User:Purple Wrench/Homestar Offsite
From Homestar Runner Wiki
Here you will find an HTML list comprised of all files on the various official Homestar Runner websites. This allows you to download each entire website with minimal effort, but retain the browsing experience as much as possible. For example, this would make it possible to put homestarrunner.com on a CD-ROM for offline use. This page has a similar purpose to User:Nerd42/List and is equally compatible with DownThemAll, but has a much larger scope, including all secret pages (and a few which the wiki has not yet documented).
Please read the instructions before attempting to use these lists.
Contents |
Instructions
- Using Firefox, go to the DownThemAll add-on page and download it.
- Customize the Firefox toolbar to include a DownThemAll button.
- Go to one of the website links below and copy the HTML code you see inside the box. NOTE: Do NOT view the source page, as it uses templates to display the code.
- Paste the HTML code into a text editor and save it as a .html file on your computer. NOTE: If you have a text editor that only supports 64KB files or less, you will need to download a better text editor. This will most likely not be a problem for most users.
- Open the .html file in Firefox and click on the DownThemAll button.
- In the "Save Files In:" section, choose a directory where you want to save the files.
- In the "Filters" section, uncheck everything and then check "All Files".
- Make sure nothing is selected in the "Fast Filtering" section.
- In the "Renaming Mask:" section, clear the text box and paste the following (without quotes):
- If you have Windows, use "*subdirs*\*name*.*ext*"
- If you have Mac or Linux, use "*subdirs*/*name*.*ext*"
- Click "Start!" and wait a few minutes.
- Eventually all files should be downloaded in the directory you specified. Files in subdirectories on the website will now be in subfolders of the directory.
- Open the directory you specified and open "index.html" to start browsing.
Issues
If you find any issues when using these lists, please discuss them on the talk page. If the issue can be confirmed it will be posted here.
- Flash and JavaScript are used a lot in these pages. Sometimes Flash links or JavaScript links will be blocked by the browser. For example, I was not able to get the pop-up in crazy cartoon for the AIM icons to appear.
- The favicon does not work.
- I have "flagged" a few files which are not included in the lists below. On homestarrunner.com, they include a low-level file that is often blocked by web browsers; the regionally-visible files from April Fools' 2006; and the original version of Who Said What Now?. None of these are actively linked to on the website.

**Data lines**
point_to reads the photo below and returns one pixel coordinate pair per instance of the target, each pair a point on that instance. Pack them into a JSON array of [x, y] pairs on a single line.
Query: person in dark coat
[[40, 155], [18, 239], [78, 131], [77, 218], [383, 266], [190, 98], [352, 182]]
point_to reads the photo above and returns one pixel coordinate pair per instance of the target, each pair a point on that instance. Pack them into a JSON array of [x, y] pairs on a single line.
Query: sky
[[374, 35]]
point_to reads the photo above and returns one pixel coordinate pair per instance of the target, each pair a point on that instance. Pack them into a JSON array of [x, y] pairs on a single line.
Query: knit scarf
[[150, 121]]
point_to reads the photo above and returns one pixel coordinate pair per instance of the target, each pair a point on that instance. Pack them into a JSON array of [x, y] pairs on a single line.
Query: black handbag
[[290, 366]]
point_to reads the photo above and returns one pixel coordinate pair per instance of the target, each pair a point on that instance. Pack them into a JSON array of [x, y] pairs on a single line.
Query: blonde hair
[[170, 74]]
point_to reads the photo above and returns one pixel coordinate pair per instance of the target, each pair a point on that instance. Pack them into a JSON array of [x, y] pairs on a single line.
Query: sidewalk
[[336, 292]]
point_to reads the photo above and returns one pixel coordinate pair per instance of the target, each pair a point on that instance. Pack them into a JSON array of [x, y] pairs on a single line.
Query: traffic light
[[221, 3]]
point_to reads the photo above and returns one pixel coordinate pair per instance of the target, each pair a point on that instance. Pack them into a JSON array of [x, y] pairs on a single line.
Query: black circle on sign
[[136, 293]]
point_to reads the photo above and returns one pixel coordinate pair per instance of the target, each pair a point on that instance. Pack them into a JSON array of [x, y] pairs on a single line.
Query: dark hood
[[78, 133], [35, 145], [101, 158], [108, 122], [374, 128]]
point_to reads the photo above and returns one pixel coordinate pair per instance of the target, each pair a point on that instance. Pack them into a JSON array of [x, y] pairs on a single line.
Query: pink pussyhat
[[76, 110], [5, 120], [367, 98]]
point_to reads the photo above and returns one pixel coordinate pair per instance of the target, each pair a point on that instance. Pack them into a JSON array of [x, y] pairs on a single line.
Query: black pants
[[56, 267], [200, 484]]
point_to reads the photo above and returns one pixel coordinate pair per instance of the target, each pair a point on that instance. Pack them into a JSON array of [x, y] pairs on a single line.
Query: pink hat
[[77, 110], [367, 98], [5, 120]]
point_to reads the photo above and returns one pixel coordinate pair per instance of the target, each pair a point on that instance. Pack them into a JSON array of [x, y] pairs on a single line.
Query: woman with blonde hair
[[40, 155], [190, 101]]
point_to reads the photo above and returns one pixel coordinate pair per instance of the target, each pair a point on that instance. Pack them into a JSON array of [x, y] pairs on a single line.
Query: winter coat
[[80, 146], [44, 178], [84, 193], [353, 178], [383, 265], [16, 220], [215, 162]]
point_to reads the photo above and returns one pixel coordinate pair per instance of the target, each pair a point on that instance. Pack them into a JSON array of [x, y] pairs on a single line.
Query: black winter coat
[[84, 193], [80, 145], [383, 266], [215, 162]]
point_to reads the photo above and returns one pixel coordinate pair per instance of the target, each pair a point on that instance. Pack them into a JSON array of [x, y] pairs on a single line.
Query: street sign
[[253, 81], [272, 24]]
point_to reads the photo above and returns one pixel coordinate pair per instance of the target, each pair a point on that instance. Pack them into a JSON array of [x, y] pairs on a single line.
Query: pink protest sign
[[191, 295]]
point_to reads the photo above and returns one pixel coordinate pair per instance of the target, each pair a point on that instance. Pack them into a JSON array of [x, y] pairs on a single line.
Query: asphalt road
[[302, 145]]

**Requests**
1. In the Homestar Runner download guide, what should you do in the "Filters" section?
2. Rewrite the stretch of the Homestar Runner download guide from "Please read the" through "display the code.", putting "menu bar" in place of "toolbar".
3. Continue the Homestar Runner download guide from where it stops.
The records have nothing to do with what you're asked here.

**Response list**
1. Uncheck everything, then check "All Files".

2.
Please read the instructions before attempting to use these lists.
Contents |
Instructions
- Using Firefox, go to the DownThemAll add-on page and download it.
- Customize the Firefox menu bar to include a DownThemAll button.
- Go to one of the website links below and copy the HTML code you see inside the box. NOTE: Do NOT view the source page, as it uses templates to display the code.

3.
Websites Listed
- www.homestarrunner.com - list is 180KB, site is approx. 520MB, updated 25 Dec 2016
- podstar.homestarrunner.com - will be added if there is enough interest
- www.videlectrix.com - will be added if there is enough interest
- www.thoraxcorp.com - will be added if there is enough interest
www.homestarrunnerstore.com- site closed before I had the chance; please see archive.org instead
How I Did This
It's not easy to find a surefire way to identify every file on a website. Sitemap generators are great when the site uses HTML links predominantly, but homestarrunner.com links almost exclusively are embedded in Flash files. As a result, most sitemap generators stop at the Index Page. Google's search results provide a better solution, but it's difficult to pull those results into a complete list (even though Google supposedly allows that to be done using the Spreadsheets app).
The best solution, if you're willing to use outdated results, is archive.org. I typed in "http://www.homestarrunner.com/*", which retrieves all files found in the www hostname of homestarrunner.com. The archive returned over 10,000 different URLs. I saved the source code of the page to a file (which was 3MB alone) and searched it for text enclosed by "<a href= ... >" and "</a>", which returned the actual URLs rather than their archive.org mirrors.
4,000 of the URLs were obviously wrong, so I eliminated them. I pasted the rest into an Excel spreadsheet and wrote a macro to specify if each one was a valid URL or not.
Under normal circumstances, an HTML request that does not find a valid URL returns code 404. However, homestarrunner.com generates a 404'd page every time an invalid URL is found, and that custom 404'd page is valid, so the request returns 200 like every other page. Instead of checking the HTML request, the macro checks whether the text "404error.swf" is found, meaning that it must be an invalid page. Non-HTML files are treated as an exceptional occurrence, meaning that the macro was very sluggish. That said, it was able to reveal that, out of the remaining 6,000 URLs, about 1 in 3 were valid.
I then took all of the valid URLs and, by hand, labeled them by name (or category, in cases like Menu Previews and Fan Stuff) and extension. This allows them to be organized in a more meaningful manner, and allows new URLs to be added much more easily.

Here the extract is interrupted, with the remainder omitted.